• _TASK INSTRUCTIONS_:
Start at the line below containing "Target: escalator" and stop at the line containing "Indicate the railway". Repeat every line of that stretch exactly, and nothing outside it.

>>>>

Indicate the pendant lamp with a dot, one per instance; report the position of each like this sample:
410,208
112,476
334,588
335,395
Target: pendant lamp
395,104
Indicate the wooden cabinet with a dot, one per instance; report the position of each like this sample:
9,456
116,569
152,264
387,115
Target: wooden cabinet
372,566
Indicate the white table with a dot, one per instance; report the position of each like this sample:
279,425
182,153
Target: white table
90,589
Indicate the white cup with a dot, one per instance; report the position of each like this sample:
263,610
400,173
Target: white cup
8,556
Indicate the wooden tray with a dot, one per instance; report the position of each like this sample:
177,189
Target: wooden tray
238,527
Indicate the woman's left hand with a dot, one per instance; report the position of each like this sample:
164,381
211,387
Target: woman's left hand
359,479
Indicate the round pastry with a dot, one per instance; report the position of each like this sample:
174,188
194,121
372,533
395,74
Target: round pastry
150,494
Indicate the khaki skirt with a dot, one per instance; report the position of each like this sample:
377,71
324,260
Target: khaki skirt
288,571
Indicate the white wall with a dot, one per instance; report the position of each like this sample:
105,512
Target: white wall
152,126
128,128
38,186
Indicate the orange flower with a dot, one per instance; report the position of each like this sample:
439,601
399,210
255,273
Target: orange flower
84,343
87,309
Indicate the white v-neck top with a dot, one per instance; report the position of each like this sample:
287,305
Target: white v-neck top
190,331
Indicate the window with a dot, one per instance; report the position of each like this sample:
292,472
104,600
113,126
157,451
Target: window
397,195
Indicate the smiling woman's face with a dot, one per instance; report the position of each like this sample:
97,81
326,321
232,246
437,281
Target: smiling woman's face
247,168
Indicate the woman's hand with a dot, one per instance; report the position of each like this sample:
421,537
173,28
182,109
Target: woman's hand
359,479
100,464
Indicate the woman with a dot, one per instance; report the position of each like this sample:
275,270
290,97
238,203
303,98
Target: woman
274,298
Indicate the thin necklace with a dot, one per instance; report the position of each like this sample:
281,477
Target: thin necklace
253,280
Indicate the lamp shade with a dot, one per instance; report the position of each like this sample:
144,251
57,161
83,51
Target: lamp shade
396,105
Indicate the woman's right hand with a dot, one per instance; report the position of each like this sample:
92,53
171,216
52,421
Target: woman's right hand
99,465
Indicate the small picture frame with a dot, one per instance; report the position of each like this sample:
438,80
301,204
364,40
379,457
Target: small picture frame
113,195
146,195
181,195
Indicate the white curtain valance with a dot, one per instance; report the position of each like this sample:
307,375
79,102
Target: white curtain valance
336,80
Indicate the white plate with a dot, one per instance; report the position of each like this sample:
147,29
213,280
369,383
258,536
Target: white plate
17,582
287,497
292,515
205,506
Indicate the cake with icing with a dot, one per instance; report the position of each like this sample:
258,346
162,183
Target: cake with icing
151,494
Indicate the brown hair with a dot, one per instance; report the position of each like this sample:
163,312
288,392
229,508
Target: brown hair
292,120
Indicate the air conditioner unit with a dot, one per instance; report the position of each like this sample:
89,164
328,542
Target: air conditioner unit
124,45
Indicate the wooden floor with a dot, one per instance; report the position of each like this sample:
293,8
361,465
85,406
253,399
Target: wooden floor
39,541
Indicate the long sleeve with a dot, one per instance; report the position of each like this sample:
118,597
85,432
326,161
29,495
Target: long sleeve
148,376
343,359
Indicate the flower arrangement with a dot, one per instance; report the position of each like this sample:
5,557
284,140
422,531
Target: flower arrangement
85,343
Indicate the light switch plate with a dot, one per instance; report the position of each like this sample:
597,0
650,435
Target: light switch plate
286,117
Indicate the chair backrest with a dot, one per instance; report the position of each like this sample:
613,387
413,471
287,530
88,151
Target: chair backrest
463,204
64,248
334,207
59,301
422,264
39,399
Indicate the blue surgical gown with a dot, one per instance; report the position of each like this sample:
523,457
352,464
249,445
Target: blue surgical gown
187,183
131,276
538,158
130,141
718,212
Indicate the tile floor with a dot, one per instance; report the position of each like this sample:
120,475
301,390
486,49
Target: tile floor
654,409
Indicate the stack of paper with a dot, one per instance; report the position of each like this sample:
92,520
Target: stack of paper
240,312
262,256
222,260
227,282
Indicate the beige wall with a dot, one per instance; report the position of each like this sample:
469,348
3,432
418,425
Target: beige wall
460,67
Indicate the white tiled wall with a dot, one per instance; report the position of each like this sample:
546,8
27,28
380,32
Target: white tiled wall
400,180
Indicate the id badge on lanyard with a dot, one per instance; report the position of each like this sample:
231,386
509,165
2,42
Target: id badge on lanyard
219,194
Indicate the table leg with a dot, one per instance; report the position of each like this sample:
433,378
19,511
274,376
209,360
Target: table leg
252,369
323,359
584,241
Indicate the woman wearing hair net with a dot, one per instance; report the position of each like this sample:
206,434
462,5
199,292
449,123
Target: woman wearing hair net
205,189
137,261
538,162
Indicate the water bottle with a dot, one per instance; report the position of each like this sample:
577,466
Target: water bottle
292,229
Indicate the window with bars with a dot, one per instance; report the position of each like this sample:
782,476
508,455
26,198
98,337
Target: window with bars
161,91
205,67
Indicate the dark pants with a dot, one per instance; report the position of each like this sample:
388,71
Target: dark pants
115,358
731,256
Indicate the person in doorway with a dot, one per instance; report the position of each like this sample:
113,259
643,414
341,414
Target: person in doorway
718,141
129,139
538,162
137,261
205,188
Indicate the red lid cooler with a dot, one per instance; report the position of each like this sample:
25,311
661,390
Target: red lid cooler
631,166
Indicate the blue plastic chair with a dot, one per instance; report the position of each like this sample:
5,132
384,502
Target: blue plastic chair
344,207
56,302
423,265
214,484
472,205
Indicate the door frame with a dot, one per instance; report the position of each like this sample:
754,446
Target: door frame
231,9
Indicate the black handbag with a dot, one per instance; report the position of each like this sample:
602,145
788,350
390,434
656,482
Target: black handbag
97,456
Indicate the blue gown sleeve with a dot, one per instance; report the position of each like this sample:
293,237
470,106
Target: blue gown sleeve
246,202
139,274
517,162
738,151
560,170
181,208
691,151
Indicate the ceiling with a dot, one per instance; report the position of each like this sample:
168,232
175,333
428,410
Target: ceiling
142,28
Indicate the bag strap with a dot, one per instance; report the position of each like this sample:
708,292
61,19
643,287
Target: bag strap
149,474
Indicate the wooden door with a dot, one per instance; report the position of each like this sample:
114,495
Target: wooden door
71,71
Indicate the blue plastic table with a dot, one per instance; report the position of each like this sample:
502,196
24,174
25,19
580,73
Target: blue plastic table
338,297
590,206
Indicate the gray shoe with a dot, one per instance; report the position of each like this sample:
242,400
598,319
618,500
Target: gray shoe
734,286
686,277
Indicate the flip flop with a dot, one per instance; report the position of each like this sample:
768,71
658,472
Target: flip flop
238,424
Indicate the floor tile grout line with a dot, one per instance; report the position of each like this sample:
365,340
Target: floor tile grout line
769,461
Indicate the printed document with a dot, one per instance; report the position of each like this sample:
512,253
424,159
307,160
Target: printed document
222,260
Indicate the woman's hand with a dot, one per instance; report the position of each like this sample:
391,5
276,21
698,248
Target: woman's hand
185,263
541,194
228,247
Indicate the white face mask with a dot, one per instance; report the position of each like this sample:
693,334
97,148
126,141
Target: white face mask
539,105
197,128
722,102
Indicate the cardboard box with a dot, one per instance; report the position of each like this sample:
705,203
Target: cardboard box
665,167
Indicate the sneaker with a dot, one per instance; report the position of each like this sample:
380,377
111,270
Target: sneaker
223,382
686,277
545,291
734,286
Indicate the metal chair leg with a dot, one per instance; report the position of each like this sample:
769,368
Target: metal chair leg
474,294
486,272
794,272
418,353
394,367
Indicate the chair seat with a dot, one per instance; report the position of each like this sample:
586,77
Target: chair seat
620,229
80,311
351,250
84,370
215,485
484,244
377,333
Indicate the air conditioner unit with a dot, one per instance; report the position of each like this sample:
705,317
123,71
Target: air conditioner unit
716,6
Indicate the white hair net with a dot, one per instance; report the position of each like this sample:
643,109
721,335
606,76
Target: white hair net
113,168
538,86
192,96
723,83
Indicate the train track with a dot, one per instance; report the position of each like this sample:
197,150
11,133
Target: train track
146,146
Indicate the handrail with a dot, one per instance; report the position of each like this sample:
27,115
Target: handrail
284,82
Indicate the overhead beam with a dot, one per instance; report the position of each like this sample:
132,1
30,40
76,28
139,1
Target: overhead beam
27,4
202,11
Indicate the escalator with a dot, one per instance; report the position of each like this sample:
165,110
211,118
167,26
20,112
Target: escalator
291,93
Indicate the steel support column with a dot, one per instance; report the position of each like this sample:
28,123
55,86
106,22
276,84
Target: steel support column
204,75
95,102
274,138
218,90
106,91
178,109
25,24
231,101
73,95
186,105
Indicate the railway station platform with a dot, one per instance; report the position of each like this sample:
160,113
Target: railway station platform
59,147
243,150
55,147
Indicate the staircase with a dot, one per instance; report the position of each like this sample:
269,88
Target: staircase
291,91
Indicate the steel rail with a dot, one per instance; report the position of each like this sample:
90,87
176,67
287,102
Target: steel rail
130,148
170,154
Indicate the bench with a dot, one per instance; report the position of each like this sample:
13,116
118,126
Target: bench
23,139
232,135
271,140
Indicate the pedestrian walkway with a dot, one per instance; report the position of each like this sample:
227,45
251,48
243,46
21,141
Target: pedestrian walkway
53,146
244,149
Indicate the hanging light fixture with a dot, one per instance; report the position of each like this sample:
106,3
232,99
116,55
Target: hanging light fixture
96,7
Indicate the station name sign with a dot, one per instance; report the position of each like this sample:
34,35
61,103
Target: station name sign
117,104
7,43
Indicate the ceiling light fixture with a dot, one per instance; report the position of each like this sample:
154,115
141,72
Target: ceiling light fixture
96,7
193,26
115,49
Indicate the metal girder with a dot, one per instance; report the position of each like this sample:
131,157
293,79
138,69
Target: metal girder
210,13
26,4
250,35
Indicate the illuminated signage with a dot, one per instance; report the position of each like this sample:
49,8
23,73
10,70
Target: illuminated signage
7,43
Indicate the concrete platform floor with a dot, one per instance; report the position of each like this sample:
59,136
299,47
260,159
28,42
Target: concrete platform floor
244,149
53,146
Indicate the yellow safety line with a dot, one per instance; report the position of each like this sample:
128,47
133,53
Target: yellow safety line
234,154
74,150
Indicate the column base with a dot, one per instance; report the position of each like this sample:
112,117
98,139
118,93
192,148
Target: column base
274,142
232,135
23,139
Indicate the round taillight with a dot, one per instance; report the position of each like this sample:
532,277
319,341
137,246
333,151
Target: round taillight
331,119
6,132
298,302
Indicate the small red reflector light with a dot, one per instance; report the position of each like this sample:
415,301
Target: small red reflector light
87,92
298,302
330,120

<<<<

• _SOLUTION_:
Target: escalator
291,93
Indicate the steel support column with a dot, one per instance; report the position of each like this sample:
28,123
55,86
106,22
276,84
Target: steel support column
204,75
95,102
274,138
218,90
106,91
178,109
25,24
231,101
73,95
186,105
Indicate the railway station platform with a dot, one per instance; report the position of each like this sample:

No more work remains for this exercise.